▶ **Problem to solve**:
Rescale the records below by copying every line, requests included, and multiplying each x and y coordinate in the answers by 0.4, rounding to whole numbers with halves going up. Leave the pictures out of your output.

▶ **Provided information**:
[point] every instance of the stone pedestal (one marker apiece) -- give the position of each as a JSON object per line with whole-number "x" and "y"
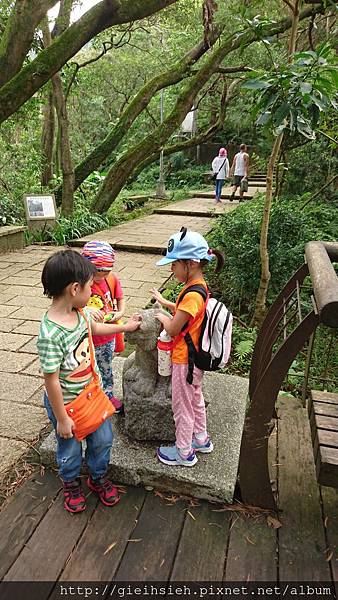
{"x": 146, "y": 394}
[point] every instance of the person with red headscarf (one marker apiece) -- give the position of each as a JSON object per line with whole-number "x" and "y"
{"x": 220, "y": 168}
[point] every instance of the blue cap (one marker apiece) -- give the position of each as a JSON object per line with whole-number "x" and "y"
{"x": 188, "y": 245}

▶ **Written solution**:
[point] every instance of the stone pedestal (one marker apiece) -- give the position of each as a JSON object per line with whole-number "x" and "y"
{"x": 58, "y": 158}
[point] every instance of the person with red headscarf (one marker apiece) -- give the position of each as a JSON object per line with whole-number "x" and "y"
{"x": 88, "y": 67}
[point] every instance of the blue cap (one marker apiece) -- give the position of each as a JSON object per line with whole-number "x" and "y"
{"x": 75, "y": 98}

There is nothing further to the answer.